**Work instructions:**
Reproduce every line of the listing below character for character, leaving out the pictures.

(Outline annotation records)
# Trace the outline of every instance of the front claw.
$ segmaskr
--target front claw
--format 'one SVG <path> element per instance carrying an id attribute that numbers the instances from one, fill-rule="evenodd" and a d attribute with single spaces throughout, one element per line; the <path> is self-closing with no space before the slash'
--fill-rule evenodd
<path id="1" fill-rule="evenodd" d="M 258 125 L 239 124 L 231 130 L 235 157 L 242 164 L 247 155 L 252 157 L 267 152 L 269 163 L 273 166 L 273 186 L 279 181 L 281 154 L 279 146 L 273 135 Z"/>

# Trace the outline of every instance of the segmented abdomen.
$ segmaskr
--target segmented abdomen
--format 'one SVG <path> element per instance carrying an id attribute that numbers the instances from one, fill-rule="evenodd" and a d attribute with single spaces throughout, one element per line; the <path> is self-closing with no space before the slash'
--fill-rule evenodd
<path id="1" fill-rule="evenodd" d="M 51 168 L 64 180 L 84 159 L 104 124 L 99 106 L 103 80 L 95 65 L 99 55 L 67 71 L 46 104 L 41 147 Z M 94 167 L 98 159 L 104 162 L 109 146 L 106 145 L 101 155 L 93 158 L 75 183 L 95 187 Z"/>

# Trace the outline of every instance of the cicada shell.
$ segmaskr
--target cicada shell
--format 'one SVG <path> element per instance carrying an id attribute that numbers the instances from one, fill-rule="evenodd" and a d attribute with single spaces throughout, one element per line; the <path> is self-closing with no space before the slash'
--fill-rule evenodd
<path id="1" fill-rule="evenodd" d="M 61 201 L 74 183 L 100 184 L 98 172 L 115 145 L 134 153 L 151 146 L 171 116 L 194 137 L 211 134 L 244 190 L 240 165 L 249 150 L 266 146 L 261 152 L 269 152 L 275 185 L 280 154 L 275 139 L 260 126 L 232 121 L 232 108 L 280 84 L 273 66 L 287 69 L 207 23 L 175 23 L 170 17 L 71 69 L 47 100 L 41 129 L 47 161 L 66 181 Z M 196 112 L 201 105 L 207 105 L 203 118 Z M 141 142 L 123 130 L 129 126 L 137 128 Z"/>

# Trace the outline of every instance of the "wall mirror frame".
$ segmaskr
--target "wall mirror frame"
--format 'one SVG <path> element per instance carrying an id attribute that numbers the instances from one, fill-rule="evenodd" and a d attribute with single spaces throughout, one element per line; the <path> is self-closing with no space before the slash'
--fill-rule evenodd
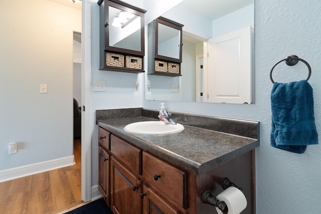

**Result:**
# Trace the outline of every instance of the front claw.
$ segmaskr
--target front claw
--format 'one SVG <path> element per instance carrying an id attribute that numbers the instances from one, fill-rule="evenodd" and a d attribute with single spaces throughout, one element per line; the <path> is self-closing with no space before the slash'
--fill-rule evenodd
<path id="1" fill-rule="evenodd" d="M 258 125 L 239 124 L 231 130 L 235 157 L 242 164 L 247 155 L 252 157 L 267 152 L 269 163 L 273 166 L 273 186 L 279 181 L 281 154 L 279 146 L 273 135 Z"/>

# Trace the outline of every instance of the segmented abdomen.
$ segmaskr
--target segmented abdomen
--format 'one SVG <path> element per instance carrying an id attribute that numbers the instances from one, fill-rule="evenodd" and a d attribute with single spaces throughout, one element per line; the <path> is self-closing with no space before the slash'
--fill-rule evenodd
<path id="1" fill-rule="evenodd" d="M 51 168 L 64 180 L 84 159 L 104 124 L 99 106 L 103 80 L 95 65 L 99 55 L 67 71 L 46 104 L 41 147 Z M 94 167 L 98 159 L 104 162 L 109 146 L 106 145 L 101 155 L 93 158 L 75 183 L 95 187 Z"/>

# Trace the outline of every instance of the cicada shell.
$ segmaskr
--target cicada shell
--format 'one SVG <path> element per instance carrying an id attribute that numbers the instances from one, fill-rule="evenodd" and a d attribute with single spaces throughout, one element per line; the <path> is self-closing with no space before the slash'
--fill-rule evenodd
<path id="1" fill-rule="evenodd" d="M 61 201 L 74 183 L 100 184 L 98 172 L 115 145 L 134 153 L 151 146 L 171 116 L 194 137 L 211 134 L 244 190 L 240 165 L 249 150 L 266 146 L 261 152 L 269 152 L 275 185 L 280 154 L 275 139 L 260 126 L 232 121 L 232 108 L 280 84 L 273 66 L 287 69 L 207 23 L 175 23 L 170 17 L 71 69 L 47 100 L 41 129 L 47 161 L 66 181 Z M 196 112 L 201 105 L 207 105 L 203 118 Z M 141 142 L 123 130 L 129 126 L 137 128 Z"/>

# Trace the outline of every instance of the "wall mirror frame".
$ segmaskr
--target "wall mirror frame"
--format 'one SVG <path> element per instance carrying an id attribute that numbers the instances from one, fill-rule="evenodd" and a d attribute with single spaces throughout, one element per line; the <path> is self-closing with no space before the slash'
--fill-rule evenodd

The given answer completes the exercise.